Pointing and labeling entries:
▬▬▬▬▬▬▬▬▬▬

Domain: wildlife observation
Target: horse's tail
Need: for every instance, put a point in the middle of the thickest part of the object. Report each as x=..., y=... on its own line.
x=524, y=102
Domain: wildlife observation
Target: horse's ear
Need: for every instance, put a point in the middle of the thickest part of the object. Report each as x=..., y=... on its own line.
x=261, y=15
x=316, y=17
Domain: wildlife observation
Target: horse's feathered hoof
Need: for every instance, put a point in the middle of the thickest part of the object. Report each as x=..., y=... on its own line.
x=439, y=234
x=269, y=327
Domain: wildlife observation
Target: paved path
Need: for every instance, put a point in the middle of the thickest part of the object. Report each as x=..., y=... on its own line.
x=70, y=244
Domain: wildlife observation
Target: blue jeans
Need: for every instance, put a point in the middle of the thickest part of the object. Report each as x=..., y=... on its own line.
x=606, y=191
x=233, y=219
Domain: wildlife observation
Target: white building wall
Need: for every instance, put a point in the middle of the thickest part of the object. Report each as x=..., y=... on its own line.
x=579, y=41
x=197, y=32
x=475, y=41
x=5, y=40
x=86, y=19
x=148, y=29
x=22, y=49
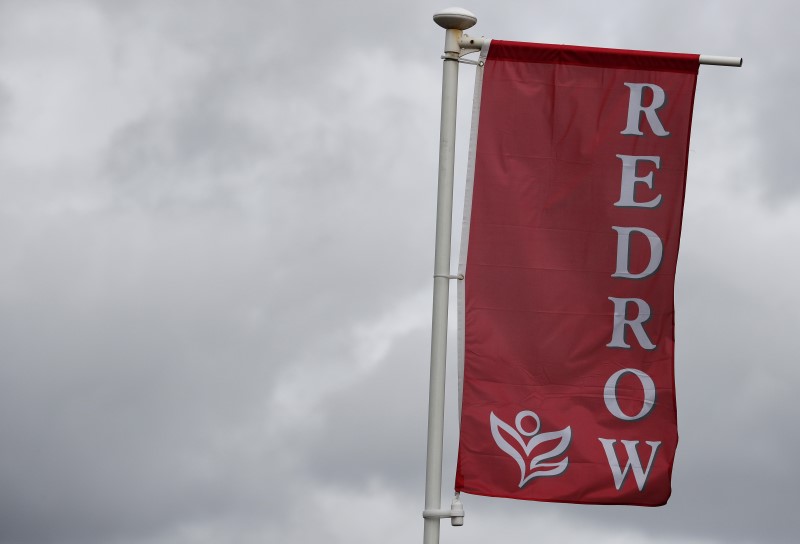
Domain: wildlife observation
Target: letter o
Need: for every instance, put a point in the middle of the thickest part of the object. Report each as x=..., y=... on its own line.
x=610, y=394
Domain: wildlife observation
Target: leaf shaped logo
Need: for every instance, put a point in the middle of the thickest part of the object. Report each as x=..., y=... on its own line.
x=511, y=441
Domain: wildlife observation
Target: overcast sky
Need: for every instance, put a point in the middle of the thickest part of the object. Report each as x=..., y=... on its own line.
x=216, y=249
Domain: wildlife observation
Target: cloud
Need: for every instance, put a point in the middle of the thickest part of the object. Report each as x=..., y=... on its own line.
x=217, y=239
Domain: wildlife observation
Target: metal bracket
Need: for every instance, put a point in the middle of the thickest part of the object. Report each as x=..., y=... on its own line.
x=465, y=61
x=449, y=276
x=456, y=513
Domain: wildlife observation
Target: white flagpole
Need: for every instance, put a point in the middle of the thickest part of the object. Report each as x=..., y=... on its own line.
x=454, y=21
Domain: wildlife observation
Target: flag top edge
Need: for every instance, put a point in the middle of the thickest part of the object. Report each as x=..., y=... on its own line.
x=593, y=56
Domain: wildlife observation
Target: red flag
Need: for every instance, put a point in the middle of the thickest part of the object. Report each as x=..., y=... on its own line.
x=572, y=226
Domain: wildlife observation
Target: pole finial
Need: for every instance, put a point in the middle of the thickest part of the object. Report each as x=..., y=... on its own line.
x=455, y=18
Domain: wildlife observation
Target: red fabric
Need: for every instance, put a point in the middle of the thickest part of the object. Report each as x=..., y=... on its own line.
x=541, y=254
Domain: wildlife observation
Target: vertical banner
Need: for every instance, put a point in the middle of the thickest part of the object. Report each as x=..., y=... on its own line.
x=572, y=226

▬▬▬▬▬▬▬▬▬▬

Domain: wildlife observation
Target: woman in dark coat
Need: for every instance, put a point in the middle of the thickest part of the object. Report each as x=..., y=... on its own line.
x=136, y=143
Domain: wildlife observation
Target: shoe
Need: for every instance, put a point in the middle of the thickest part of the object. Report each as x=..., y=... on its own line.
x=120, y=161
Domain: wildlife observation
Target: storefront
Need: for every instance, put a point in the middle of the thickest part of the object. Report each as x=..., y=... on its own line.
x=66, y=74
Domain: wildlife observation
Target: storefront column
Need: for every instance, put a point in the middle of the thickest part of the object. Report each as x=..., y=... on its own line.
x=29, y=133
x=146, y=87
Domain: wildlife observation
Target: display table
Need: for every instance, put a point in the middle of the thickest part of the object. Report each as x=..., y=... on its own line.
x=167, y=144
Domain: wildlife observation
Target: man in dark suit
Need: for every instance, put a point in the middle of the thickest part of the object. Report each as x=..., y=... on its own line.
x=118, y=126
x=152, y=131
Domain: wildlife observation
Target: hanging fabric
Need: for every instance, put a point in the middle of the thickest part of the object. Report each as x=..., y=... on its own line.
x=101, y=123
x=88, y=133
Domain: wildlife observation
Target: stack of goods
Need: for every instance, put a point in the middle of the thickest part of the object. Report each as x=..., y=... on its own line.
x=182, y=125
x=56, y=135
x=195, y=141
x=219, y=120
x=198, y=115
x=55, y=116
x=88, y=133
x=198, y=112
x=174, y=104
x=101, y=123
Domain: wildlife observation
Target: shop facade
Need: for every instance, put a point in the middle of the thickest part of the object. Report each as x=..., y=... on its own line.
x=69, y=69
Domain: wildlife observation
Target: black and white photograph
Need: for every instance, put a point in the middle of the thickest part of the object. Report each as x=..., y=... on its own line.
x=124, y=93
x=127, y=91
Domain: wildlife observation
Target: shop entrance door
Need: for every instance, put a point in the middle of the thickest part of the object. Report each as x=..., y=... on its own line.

▬▬▬▬▬▬▬▬▬▬

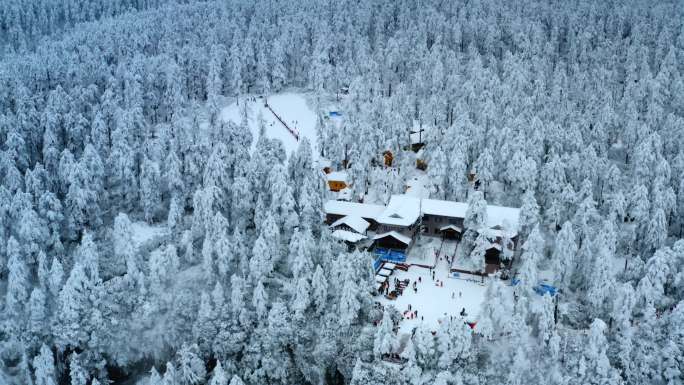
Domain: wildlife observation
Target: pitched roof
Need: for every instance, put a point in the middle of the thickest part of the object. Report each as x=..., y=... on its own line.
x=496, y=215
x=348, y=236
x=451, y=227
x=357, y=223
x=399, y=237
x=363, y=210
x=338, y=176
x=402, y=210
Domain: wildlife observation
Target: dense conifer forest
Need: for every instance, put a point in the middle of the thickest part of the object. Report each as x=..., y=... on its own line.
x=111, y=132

▬▬▬▬▬▬▬▬▬▬

* **SHORT TASK**
Show every line in the material above that contains the string "fabric", copying each one in full.

* **EXERCISE OUTPUT**
Target: red fabric
Target: hanging fabric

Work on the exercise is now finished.